Work instruction »
From the listing below, set down exactly the lines between the one holding "Query: stone wall" and the one holding "[[231, 68]]", inclusive. No other line is wanted.

==== Records provided ====

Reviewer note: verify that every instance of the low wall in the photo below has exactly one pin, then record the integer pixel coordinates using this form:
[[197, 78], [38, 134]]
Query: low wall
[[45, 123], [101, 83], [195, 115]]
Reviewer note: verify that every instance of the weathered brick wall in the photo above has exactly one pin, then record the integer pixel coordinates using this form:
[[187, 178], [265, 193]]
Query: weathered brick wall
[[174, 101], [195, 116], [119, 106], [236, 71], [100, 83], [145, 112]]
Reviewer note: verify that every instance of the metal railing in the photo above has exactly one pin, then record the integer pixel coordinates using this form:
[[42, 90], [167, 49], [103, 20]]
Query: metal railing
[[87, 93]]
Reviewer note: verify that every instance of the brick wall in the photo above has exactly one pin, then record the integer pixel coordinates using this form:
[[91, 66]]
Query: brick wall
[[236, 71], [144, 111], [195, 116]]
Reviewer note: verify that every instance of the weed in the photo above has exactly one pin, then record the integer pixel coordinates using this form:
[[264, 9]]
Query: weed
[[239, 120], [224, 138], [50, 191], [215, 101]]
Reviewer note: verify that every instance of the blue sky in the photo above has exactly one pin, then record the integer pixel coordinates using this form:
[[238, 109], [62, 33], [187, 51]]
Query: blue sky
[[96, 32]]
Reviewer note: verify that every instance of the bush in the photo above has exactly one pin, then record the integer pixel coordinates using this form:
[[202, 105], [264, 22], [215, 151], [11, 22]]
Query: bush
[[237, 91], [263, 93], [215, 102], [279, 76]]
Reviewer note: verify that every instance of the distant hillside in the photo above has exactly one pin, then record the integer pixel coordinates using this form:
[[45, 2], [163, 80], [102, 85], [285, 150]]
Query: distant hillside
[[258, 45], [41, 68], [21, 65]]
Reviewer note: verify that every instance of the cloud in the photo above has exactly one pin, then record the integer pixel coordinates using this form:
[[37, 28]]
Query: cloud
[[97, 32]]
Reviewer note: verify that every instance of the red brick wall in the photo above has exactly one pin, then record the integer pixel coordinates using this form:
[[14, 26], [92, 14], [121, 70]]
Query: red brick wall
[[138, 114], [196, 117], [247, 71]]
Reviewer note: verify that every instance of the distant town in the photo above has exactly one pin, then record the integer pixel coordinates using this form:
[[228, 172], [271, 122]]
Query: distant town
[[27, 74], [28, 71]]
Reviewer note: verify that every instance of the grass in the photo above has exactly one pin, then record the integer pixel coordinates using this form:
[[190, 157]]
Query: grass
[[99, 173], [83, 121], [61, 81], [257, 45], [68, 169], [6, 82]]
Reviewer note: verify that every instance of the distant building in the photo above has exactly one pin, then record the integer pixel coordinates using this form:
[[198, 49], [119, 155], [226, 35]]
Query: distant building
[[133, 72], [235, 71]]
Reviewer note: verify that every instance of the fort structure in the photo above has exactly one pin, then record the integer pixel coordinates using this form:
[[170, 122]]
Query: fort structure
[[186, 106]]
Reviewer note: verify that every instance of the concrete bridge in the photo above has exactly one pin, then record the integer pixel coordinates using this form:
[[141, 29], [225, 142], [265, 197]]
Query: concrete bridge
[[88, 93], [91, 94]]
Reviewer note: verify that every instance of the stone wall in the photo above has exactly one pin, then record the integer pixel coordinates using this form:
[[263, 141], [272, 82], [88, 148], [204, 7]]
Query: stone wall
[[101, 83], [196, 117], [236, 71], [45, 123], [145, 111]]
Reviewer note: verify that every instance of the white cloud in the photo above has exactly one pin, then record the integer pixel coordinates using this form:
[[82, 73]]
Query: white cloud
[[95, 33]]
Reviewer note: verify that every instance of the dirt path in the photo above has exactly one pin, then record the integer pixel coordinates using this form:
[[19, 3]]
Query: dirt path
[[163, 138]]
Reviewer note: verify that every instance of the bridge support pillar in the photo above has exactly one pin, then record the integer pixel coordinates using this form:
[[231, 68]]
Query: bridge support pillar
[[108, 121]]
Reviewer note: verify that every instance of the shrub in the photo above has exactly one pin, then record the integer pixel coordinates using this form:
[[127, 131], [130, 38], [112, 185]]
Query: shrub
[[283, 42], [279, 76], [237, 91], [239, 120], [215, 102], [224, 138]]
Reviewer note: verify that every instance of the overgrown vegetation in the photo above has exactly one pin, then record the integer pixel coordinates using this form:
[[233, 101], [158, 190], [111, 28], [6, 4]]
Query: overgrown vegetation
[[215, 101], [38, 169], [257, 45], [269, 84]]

====

Answer to this problem »
Query: stone wall
[[101, 83], [196, 117], [236, 71], [45, 123], [145, 111]]
Reviewer note: verify that every instance of the white cloud in the photo above has exactly one pin, then record the integer pixel coordinates using this form:
[[82, 73]]
Query: white cloud
[[95, 33]]
Reviewer note: verify that every instance of the dirt path in the photo above has exactly one pin, then record the integer pixel coordinates using this form:
[[19, 3]]
Query: dirt path
[[163, 138]]
Reviewer note: verify that every instance of the bridge support pillar in the photo above has exactly one pin, then record the integer pixel coordinates using this form:
[[231, 68]]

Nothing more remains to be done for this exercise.